Deafness is the stepchild among the handicaps. It begets more irritation, more ridicule, and less understanding than any other physical impairment. If we ourselves are not actually cursed, our deaf ears are frequently the cause of extreme exasperation, not always suppressed. No doubt we should be as cross ourselves if the circumstances were reversed. Still, it is not always easy to remember that the irritation is addressed to our ears and not actually to ourselves, for after all one’s self is very close to one’s organs. ’I am rapidly becoming a source of discipline to my family,’ writes one deaf lady. Presumably Attila liked being the Scourge of God, but few of us enjoy that rôle — it makes us feel too apologetic.

We become the butt of ridicule, too. If you doubt this, recall how often some old deaf person is the subject of a comic strip. Do you ever see blind people caricatured, and would it amuse you if you did ? This is due, I think, to the fact that people do not realize the difficulties of being deaf. Someone (who took liberties with truth) has said, ‘Blindness is an affliction; deafness is only a nuisance.’ Blindness is indeed an affliction, but so is deafness. Of the two, — and I speak with some knowledge of both, — I think loss of hearing causes more nervous strain, isolation, and general suffering than loss of sight. It is not as crippling a handicap, but is a more exasperating one. If the deaf have any wholesome sweetness of character, as the Editor of the Atlantic is kind enough to contend, it is because, like the syrup of sugar cane, it has been ground out between an upper and nether millstone.

This frank speaking will shock some people, the deaf as much as the hearing. There is a convention among the handicapped of keeping a stiff upper lip and making the best of things. Thank God for it! Only thus may such a life be lived. Every now and then, however, some truth should be spoken. I do not want the thankless task, but am assuming it deliberately with the hope, as I have said, of making the going a little easier for other deaf people. With this ‘porpoise close behind me,’ then, let me quote the vigorous words of another deaf lady, who, to judge from her photograph, is gallant, cheerful, and humorous, just the person to go pioneering with, or to lead forlorn hopes. She says, ‘I have never been able to see any advantage whatever in slight or increasing deafness, and I hate, detest, and abhor not hearing as much as I ever did.’ Good for you, my girl! You belong, I gather, to the school of those who believe that happy and useful lives may be lived under almost any physical handicap — but in spite of it, not because of it.

This, however, is nebulous and speculative, whereas I set out to hurl some truths as concrete as brickbats. Here’s one: The way of the deaf person is made hard largely through the unconscious cruelty of hearing people. This is usually due to a lack of understanding of how serious the handicap is. One rarely thinks that blindness is an advantage, but one is constantly told that deafness is. Has n’t a poet written something like the following?

→ **Record excerpts**

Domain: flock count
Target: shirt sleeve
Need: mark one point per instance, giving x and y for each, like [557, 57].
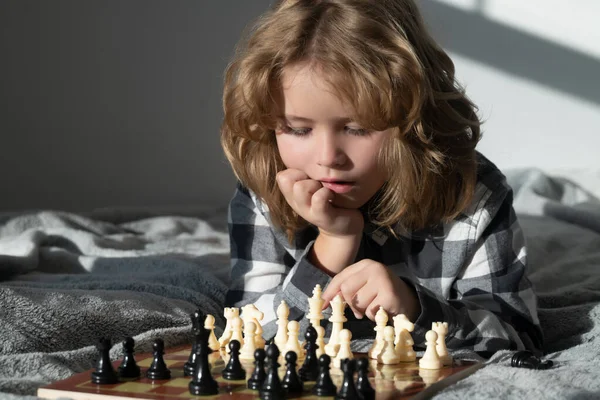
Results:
[265, 268]
[491, 304]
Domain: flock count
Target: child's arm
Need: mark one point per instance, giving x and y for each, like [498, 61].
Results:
[265, 268]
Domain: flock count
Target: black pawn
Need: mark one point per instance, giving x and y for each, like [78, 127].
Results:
[234, 371]
[258, 375]
[348, 389]
[104, 373]
[128, 368]
[324, 386]
[158, 369]
[363, 386]
[188, 367]
[291, 380]
[271, 388]
[202, 383]
[310, 368]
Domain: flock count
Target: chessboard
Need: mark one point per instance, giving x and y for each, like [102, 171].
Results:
[399, 381]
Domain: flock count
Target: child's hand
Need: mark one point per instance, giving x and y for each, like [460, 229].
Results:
[367, 285]
[313, 202]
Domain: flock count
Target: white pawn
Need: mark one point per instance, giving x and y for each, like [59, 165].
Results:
[230, 313]
[320, 340]
[209, 323]
[388, 354]
[293, 344]
[430, 359]
[381, 319]
[315, 307]
[441, 328]
[344, 351]
[236, 332]
[283, 312]
[249, 347]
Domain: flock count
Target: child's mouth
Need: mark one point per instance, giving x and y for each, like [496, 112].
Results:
[339, 186]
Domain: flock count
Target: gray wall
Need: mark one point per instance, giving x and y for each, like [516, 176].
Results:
[115, 102]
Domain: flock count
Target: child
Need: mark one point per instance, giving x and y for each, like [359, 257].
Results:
[355, 151]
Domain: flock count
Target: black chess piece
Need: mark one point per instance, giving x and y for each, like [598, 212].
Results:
[129, 368]
[104, 373]
[348, 388]
[363, 386]
[158, 369]
[202, 383]
[271, 388]
[258, 375]
[324, 385]
[188, 368]
[310, 368]
[291, 381]
[526, 359]
[234, 371]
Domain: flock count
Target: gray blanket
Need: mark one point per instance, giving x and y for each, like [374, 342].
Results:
[68, 279]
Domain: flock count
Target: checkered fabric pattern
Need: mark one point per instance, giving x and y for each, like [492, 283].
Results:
[470, 273]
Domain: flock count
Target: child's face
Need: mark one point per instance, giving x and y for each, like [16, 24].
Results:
[319, 137]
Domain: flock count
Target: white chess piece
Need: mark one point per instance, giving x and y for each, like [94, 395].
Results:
[251, 313]
[381, 319]
[230, 313]
[344, 350]
[337, 320]
[315, 307]
[236, 332]
[388, 354]
[283, 312]
[441, 328]
[293, 344]
[247, 350]
[209, 323]
[430, 359]
[404, 341]
[320, 341]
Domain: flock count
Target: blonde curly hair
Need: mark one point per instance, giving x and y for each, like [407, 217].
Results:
[380, 58]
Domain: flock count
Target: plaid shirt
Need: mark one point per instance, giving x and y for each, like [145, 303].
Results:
[469, 272]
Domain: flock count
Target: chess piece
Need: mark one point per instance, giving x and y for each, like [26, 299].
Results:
[209, 323]
[258, 374]
[320, 340]
[430, 359]
[129, 368]
[230, 313]
[348, 389]
[252, 314]
[158, 369]
[344, 351]
[315, 307]
[190, 365]
[104, 373]
[310, 369]
[293, 344]
[381, 319]
[271, 388]
[202, 383]
[403, 341]
[363, 386]
[291, 381]
[337, 320]
[441, 328]
[388, 355]
[283, 312]
[236, 332]
[324, 385]
[233, 370]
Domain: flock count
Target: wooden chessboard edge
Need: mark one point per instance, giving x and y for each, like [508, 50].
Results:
[436, 387]
[52, 394]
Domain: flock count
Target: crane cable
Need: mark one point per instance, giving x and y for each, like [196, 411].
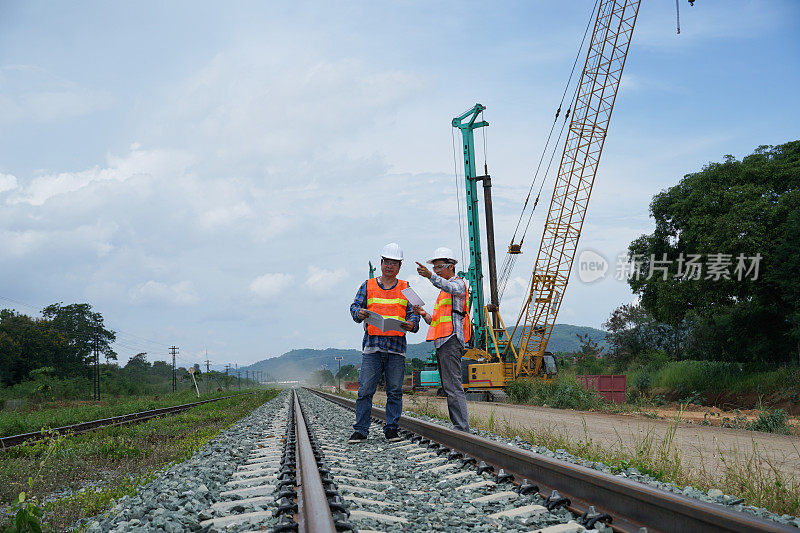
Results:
[510, 259]
[458, 195]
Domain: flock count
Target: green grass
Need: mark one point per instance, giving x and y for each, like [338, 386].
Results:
[67, 413]
[114, 460]
[722, 377]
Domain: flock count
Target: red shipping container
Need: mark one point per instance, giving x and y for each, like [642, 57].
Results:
[610, 387]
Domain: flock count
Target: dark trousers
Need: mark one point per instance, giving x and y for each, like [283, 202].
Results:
[449, 357]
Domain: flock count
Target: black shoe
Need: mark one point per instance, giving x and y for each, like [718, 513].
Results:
[357, 437]
[392, 436]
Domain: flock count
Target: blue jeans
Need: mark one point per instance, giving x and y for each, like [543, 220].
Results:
[373, 365]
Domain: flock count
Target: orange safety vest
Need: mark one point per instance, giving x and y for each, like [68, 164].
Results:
[442, 320]
[388, 303]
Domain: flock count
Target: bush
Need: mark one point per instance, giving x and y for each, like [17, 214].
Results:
[563, 393]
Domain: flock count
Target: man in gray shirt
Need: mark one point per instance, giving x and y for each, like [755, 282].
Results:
[449, 329]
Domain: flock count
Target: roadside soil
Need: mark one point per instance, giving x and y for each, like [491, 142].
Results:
[704, 448]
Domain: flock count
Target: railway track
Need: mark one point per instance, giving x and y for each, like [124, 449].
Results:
[84, 427]
[287, 467]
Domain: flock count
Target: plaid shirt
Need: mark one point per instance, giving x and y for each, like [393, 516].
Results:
[381, 343]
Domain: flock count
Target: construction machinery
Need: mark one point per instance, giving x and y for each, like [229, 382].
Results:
[492, 360]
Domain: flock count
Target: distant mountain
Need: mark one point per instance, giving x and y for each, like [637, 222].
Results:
[298, 364]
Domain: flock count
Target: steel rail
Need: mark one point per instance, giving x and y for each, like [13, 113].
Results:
[632, 505]
[85, 427]
[313, 511]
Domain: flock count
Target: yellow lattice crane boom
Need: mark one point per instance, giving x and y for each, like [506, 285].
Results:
[596, 93]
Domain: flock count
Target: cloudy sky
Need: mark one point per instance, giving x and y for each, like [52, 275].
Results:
[217, 175]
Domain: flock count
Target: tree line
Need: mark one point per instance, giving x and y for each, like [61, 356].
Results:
[740, 223]
[64, 339]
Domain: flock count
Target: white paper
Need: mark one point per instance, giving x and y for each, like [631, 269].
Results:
[383, 323]
[413, 297]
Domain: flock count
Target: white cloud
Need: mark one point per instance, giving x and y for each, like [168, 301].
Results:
[162, 164]
[269, 285]
[181, 293]
[7, 182]
[31, 93]
[323, 280]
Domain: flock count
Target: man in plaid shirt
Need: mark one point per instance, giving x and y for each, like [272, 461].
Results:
[384, 353]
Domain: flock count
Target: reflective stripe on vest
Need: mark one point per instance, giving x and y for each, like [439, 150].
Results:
[387, 303]
[442, 320]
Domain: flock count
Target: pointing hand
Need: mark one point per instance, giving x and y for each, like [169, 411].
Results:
[423, 271]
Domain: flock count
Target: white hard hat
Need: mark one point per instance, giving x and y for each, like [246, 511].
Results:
[443, 253]
[392, 251]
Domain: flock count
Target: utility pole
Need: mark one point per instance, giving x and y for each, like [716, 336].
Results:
[96, 380]
[339, 373]
[174, 352]
[208, 374]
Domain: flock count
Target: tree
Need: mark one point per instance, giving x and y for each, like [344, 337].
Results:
[588, 358]
[633, 331]
[83, 328]
[749, 211]
[27, 344]
[138, 363]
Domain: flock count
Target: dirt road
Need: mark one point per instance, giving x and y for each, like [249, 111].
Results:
[702, 447]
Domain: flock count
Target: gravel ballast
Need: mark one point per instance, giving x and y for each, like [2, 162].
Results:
[715, 496]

→ **What is being asked**
Continue the essay on deafness from the point where it stops, keeping its first-person voice.

→ **Result for this task**
The toad beneath the harrow knows
Exactly where each tooth-prick goes —
The butterfly beside the road
Preaches contentment to that toad.

I know Edison is said to have regarded his deafness as a blessing. I wonder! Well, if he did, he was Edison and unique. If anyone really wants to discover the advantages in being deaf, let him stuff up his own ears and try it for a week. A week! He’d have the plugs out in two seconds — the first instant anyone tried to talk to him. I sympathize, of course, with those who have to live with a deaf person. That is hard, I know. There is one thing harder, however, and that is to be the deaf person lived with.


I asked one lady, a particularly charming one, what she especially minded about her deafness. She said, ‘People’s impatience, and being regarded as stupid.’ Yes, it would be helpful if our friends would realize that it is deaf ears, not feeble minds, that make us slow on the uptake. Some people do, indeed, tuck in behind their deaf ears and dry up, but most of us are a rather alert lot. We have to be. To keep in the conversational running at all, we must constantly perform mental gymnastics which brighten up the wits. Something like this is always happening: —

My friend, in conversation, mentions a name that I fail to catch. I ask her to repeat, which she does in a lower tone. Again I miss it. It is either Shelley, Schiller, or Schelling, all to defective ears much alike. To ask her to repeat again may dry up her delightful talk altogether. Still, it’s the pivotal word for all she is saying, so I must cast about a bit for the scent. She is not philosophical, so I drop Schelling overboard. Shelley or Schiller, then? I think it is Shelley. I risk it. It is! Eureka! I’m hot on the trail, in at the death, giving tongue joyfully. Still, it required agility to get there.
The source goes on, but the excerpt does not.